[Dataset excerpt]
------------------------------------------------------------------------

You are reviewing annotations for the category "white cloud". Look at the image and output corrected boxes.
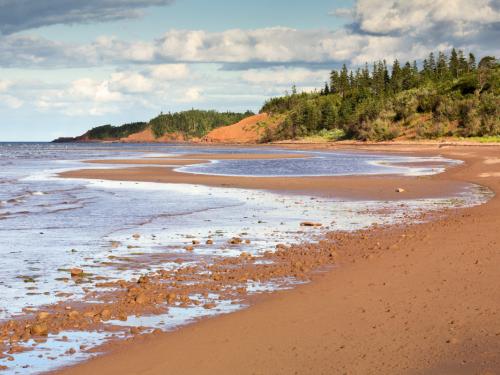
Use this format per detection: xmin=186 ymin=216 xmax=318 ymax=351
xmin=177 ymin=87 xmax=202 ymax=103
xmin=0 ymin=79 xmax=12 ymax=92
xmin=0 ymin=0 xmax=176 ymax=33
xmin=242 ymin=67 xmax=329 ymax=87
xmin=109 ymin=72 xmax=154 ymax=93
xmin=0 ymin=95 xmax=24 ymax=109
xmin=149 ymin=64 xmax=190 ymax=81
xmin=354 ymin=0 xmax=500 ymax=34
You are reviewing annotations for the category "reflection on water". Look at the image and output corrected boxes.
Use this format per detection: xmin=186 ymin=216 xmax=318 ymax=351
xmin=0 ymin=144 xmax=487 ymax=374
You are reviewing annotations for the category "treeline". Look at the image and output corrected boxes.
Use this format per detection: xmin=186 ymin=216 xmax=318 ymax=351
xmin=85 ymin=122 xmax=148 ymax=140
xmin=150 ymin=109 xmax=254 ymax=138
xmin=261 ymin=49 xmax=500 ymax=141
xmin=80 ymin=109 xmax=254 ymax=142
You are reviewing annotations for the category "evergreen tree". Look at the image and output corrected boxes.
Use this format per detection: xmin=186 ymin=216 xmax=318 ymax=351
xmin=436 ymin=52 xmax=449 ymax=79
xmin=467 ymin=53 xmax=476 ymax=72
xmin=449 ymin=48 xmax=460 ymax=78
xmin=391 ymin=59 xmax=403 ymax=93
xmin=330 ymin=70 xmax=340 ymax=94
xmin=401 ymin=62 xmax=413 ymax=90
xmin=458 ymin=50 xmax=469 ymax=76
xmin=339 ymin=64 xmax=349 ymax=97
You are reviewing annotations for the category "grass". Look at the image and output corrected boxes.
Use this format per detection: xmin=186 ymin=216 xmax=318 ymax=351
xmin=459 ymin=135 xmax=500 ymax=143
xmin=300 ymin=129 xmax=345 ymax=143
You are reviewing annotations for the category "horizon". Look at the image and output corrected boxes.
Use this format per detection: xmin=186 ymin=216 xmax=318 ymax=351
xmin=0 ymin=0 xmax=500 ymax=143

------------------------------------------------------------------------

## Exercise aim
Copy all of the data above line for line, but leave out the pictures.

## Finished exercise
You are reviewing annotations for the category "white cloud". Look at the image and output corrected boxes.
Use this format per detection: xmin=186 ymin=216 xmax=318 ymax=351
xmin=177 ymin=87 xmax=202 ymax=103
xmin=0 ymin=79 xmax=12 ymax=92
xmin=0 ymin=0 xmax=176 ymax=33
xmin=242 ymin=67 xmax=329 ymax=87
xmin=109 ymin=72 xmax=154 ymax=93
xmin=0 ymin=95 xmax=24 ymax=109
xmin=149 ymin=64 xmax=190 ymax=81
xmin=354 ymin=0 xmax=500 ymax=34
You are reviewing annotations for the category "reflection on water". Look at the image and output corrected boxes.
Use this format per detection: xmin=186 ymin=216 xmax=318 ymax=351
xmin=0 ymin=144 xmax=487 ymax=374
You are reviewing annotations for the category "treeline". Look at the image and output corrected boxes.
Use this format per detection: xmin=186 ymin=216 xmax=318 ymax=351
xmin=85 ymin=122 xmax=148 ymax=140
xmin=150 ymin=109 xmax=254 ymax=138
xmin=261 ymin=49 xmax=500 ymax=141
xmin=80 ymin=109 xmax=254 ymax=142
You are reviewing annotations for the category "evergreen tree". Look at the image and output corrected boxes.
Use this format per detection: xmin=186 ymin=216 xmax=318 ymax=351
xmin=436 ymin=52 xmax=449 ymax=79
xmin=467 ymin=53 xmax=476 ymax=72
xmin=449 ymin=48 xmax=460 ymax=78
xmin=391 ymin=59 xmax=403 ymax=93
xmin=330 ymin=70 xmax=340 ymax=94
xmin=401 ymin=62 xmax=413 ymax=90
xmin=458 ymin=50 xmax=469 ymax=76
xmin=339 ymin=64 xmax=349 ymax=97
You are reviewing annotations for the category "grass". Look at the image and output corrected boxes.
Use this format per detection: xmin=186 ymin=216 xmax=318 ymax=351
xmin=459 ymin=135 xmax=500 ymax=143
xmin=300 ymin=129 xmax=345 ymax=143
You are reviewing annotations for the category "horizon". Look at the image and output corrected boxes.
Use this format per detection: xmin=186 ymin=216 xmax=318 ymax=351
xmin=0 ymin=0 xmax=500 ymax=143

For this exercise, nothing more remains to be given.